Exercise brief:
In the records below, find the line containing "point: short blonde" and the line containing "point: raised hand"; please repeat exactly the lines from one to the other, both included, and nothing more.

Recorded data:
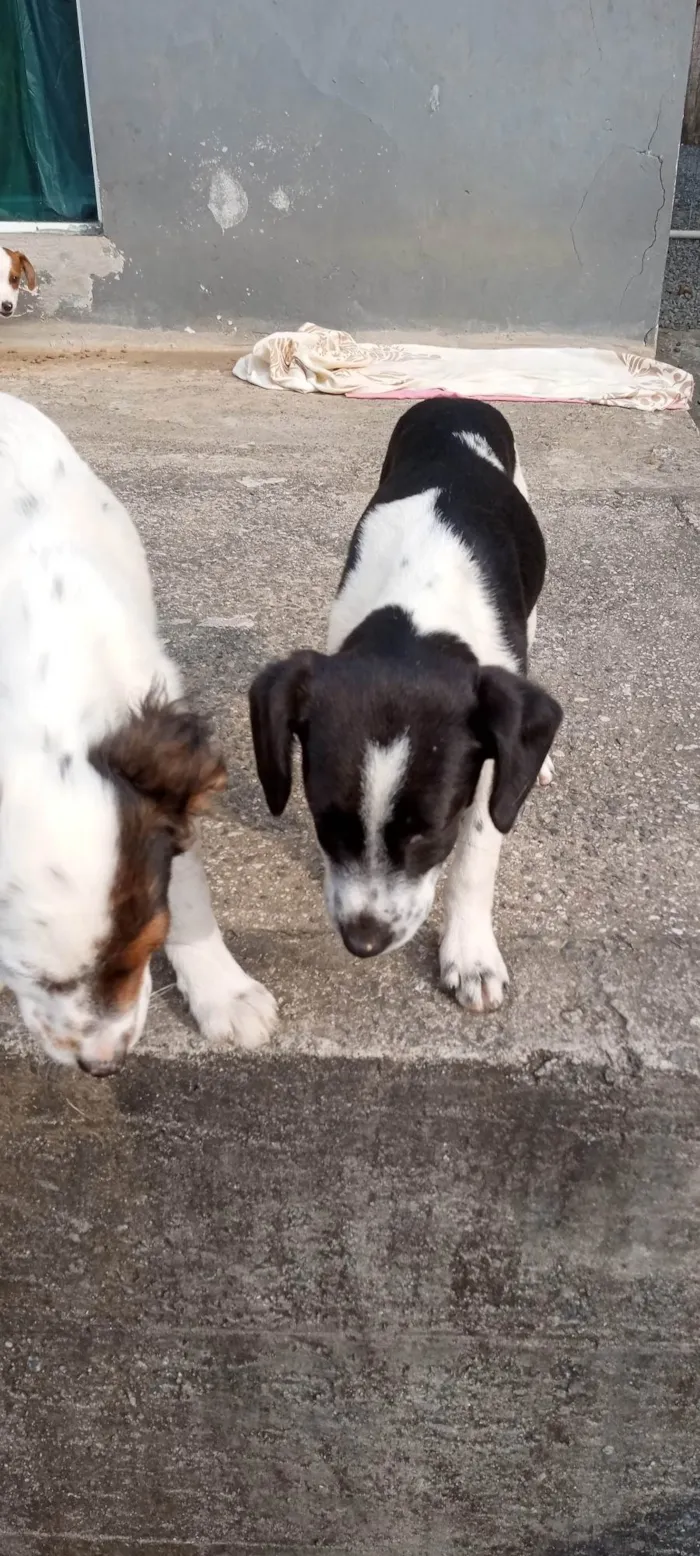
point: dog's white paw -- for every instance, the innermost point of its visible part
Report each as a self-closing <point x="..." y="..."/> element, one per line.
<point x="226" y="1002"/>
<point x="472" y="968"/>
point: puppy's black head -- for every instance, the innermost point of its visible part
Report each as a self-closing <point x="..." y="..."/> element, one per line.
<point x="391" y="758"/>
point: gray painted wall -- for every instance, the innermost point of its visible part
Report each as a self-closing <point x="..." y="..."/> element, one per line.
<point x="467" y="164"/>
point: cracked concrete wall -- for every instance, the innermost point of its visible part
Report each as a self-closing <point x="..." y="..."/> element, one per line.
<point x="456" y="165"/>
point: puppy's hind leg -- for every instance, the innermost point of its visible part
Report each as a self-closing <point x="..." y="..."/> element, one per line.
<point x="226" y="1002"/>
<point x="472" y="967"/>
<point x="546" y="770"/>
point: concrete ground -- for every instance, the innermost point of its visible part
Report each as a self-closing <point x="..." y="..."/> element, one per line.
<point x="413" y="1281"/>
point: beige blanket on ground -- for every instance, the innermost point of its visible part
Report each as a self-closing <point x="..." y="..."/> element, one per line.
<point x="330" y="361"/>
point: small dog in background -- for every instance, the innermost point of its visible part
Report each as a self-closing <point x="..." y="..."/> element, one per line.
<point x="420" y="732"/>
<point x="103" y="772"/>
<point x="13" y="266"/>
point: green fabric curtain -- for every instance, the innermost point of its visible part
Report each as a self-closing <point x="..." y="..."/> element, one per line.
<point x="45" y="162"/>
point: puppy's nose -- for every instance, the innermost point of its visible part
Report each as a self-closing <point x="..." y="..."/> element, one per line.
<point x="100" y="1068"/>
<point x="366" y="935"/>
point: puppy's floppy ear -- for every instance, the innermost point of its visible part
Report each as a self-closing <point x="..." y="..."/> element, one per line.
<point x="168" y="755"/>
<point x="515" y="722"/>
<point x="277" y="700"/>
<point x="28" y="271"/>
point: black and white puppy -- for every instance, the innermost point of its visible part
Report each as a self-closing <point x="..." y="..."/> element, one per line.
<point x="420" y="733"/>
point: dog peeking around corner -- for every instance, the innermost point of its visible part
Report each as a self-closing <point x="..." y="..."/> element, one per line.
<point x="420" y="732"/>
<point x="103" y="772"/>
<point x="13" y="268"/>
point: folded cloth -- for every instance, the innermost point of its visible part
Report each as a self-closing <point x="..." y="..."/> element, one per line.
<point x="330" y="361"/>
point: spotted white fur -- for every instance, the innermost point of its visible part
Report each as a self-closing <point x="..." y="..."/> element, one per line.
<point x="371" y="886"/>
<point x="409" y="557"/>
<point x="78" y="649"/>
<point x="479" y="445"/>
<point x="385" y="769"/>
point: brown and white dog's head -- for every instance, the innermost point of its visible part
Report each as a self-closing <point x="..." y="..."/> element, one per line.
<point x="13" y="268"/>
<point x="86" y="855"/>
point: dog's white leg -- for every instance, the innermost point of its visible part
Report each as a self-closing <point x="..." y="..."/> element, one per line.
<point x="546" y="770"/>
<point x="472" y="967"/>
<point x="224" y="1001"/>
<point x="518" y="478"/>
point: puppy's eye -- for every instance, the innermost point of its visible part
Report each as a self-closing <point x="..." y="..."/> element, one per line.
<point x="411" y="825"/>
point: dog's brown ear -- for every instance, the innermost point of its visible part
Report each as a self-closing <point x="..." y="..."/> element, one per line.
<point x="277" y="702"/>
<point x="168" y="755"/>
<point x="27" y="269"/>
<point x="515" y="722"/>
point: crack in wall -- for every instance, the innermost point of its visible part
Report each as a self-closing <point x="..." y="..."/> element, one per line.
<point x="660" y="167"/>
<point x="595" y="28"/>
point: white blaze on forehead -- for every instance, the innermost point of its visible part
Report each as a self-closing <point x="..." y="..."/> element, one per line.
<point x="479" y="445"/>
<point x="383" y="772"/>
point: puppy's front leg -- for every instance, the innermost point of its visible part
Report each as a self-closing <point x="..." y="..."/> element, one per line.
<point x="472" y="967"/>
<point x="224" y="1001"/>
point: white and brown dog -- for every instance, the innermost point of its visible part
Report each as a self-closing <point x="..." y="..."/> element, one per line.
<point x="13" y="268"/>
<point x="420" y="732"/>
<point x="103" y="770"/>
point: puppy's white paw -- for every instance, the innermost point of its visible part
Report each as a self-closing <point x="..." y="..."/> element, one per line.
<point x="245" y="1016"/>
<point x="472" y="968"/>
<point x="226" y="1002"/>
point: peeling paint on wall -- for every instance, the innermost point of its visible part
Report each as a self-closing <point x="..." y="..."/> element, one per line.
<point x="227" y="199"/>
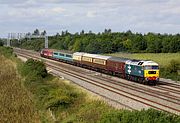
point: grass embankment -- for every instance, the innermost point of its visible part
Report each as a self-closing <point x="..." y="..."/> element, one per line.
<point x="169" y="62"/>
<point x="16" y="103"/>
<point x="58" y="101"/>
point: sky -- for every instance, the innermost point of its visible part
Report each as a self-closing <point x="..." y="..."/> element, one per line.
<point x="142" y="16"/>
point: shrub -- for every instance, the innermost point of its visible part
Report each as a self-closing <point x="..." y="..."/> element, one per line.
<point x="6" y="51"/>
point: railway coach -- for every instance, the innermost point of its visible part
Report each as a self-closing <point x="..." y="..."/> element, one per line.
<point x="134" y="70"/>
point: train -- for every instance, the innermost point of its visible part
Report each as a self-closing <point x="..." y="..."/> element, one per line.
<point x="142" y="71"/>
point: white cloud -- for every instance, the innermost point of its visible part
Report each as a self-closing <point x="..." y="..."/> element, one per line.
<point x="58" y="10"/>
<point x="91" y="14"/>
<point x="95" y="15"/>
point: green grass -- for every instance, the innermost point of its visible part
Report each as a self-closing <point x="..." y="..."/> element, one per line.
<point x="16" y="103"/>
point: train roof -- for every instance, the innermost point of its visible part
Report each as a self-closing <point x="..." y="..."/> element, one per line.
<point x="97" y="56"/>
<point x="63" y="51"/>
<point x="79" y="53"/>
<point x="141" y="62"/>
<point x="117" y="59"/>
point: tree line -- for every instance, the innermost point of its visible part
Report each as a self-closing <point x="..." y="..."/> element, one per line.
<point x="110" y="42"/>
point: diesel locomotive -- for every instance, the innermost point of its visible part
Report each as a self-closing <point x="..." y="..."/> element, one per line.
<point x="142" y="71"/>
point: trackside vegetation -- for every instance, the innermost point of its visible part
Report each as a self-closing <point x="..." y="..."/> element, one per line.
<point x="16" y="103"/>
<point x="48" y="99"/>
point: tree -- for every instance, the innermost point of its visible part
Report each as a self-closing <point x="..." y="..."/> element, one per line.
<point x="1" y="42"/>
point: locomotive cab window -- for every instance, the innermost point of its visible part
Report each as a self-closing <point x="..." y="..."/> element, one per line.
<point x="61" y="54"/>
<point x="151" y="72"/>
<point x="151" y="67"/>
<point x="68" y="56"/>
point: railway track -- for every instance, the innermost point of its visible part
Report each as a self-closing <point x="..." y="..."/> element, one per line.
<point x="117" y="90"/>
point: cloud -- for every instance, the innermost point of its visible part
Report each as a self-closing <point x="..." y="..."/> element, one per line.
<point x="95" y="15"/>
<point x="91" y="14"/>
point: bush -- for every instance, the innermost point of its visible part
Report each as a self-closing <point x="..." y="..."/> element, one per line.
<point x="171" y="70"/>
<point x="6" y="51"/>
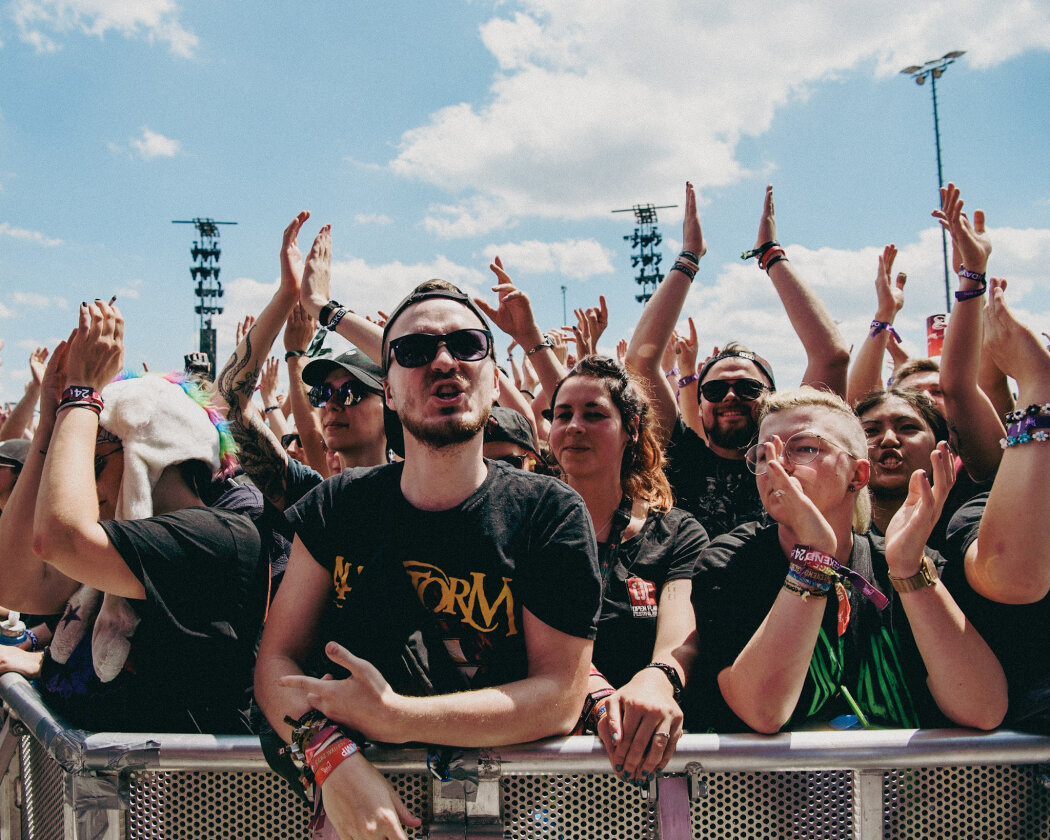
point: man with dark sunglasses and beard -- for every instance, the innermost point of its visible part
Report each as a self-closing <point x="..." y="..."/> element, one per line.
<point x="708" y="475"/>
<point x="446" y="574"/>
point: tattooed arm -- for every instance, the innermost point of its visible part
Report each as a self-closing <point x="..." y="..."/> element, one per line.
<point x="260" y="453"/>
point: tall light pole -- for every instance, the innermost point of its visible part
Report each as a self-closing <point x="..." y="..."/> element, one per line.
<point x="933" y="69"/>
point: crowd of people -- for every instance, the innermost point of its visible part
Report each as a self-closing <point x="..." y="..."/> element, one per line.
<point x="418" y="544"/>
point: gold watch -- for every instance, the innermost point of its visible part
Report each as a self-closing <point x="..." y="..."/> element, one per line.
<point x="925" y="576"/>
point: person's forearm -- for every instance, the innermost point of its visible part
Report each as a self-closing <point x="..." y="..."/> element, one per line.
<point x="975" y="427"/>
<point x="308" y="423"/>
<point x="1011" y="563"/>
<point x="826" y="353"/>
<point x="963" y="674"/>
<point x="513" y="713"/>
<point x="21" y="415"/>
<point x="649" y="341"/>
<point x="764" y="683"/>
<point x="26" y="583"/>
<point x="865" y="372"/>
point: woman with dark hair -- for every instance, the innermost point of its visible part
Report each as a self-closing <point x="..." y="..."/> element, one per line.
<point x="603" y="441"/>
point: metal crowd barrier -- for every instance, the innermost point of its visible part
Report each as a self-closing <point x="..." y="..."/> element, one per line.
<point x="68" y="784"/>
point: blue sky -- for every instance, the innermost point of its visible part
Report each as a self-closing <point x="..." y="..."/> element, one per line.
<point x="435" y="135"/>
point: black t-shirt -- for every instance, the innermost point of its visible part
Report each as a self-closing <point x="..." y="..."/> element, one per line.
<point x="721" y="492"/>
<point x="1017" y="633"/>
<point x="877" y="662"/>
<point x="519" y="542"/>
<point x="191" y="655"/>
<point x="665" y="550"/>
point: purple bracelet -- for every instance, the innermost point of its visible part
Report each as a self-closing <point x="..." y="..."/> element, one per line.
<point x="878" y="327"/>
<point x="969" y="294"/>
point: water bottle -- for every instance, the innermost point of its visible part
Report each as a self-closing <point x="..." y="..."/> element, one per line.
<point x="13" y="630"/>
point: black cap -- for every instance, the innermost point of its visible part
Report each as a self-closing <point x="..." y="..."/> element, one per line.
<point x="354" y="362"/>
<point x="426" y="291"/>
<point x="14" y="453"/>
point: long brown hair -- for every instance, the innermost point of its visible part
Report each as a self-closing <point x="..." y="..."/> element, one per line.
<point x="642" y="470"/>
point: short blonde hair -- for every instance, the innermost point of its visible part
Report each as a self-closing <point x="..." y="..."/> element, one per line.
<point x="849" y="425"/>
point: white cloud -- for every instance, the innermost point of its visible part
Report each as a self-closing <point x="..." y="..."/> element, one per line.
<point x="43" y="23"/>
<point x="35" y="300"/>
<point x="152" y="145"/>
<point x="576" y="258"/>
<point x="595" y="102"/>
<point x="373" y="218"/>
<point x="740" y="303"/>
<point x="29" y="235"/>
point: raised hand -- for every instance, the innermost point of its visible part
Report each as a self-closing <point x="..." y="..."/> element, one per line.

Response to this exercise:
point: short blonde hair -- for every instance, the innermost point of its visible part
Report each as a self-closing <point x="..." y="..."/> element, one per line.
<point x="849" y="425"/>
point: white cloud -- for every instance, the innermost point of its visible part
Report each as a self-closing <point x="..." y="..."/> element, one per line.
<point x="43" y="23"/>
<point x="35" y="300"/>
<point x="152" y="145"/>
<point x="576" y="258"/>
<point x="595" y="102"/>
<point x="373" y="218"/>
<point x="740" y="303"/>
<point x="29" y="235"/>
point: raised hand -- for every instance, the innermost point of its visible part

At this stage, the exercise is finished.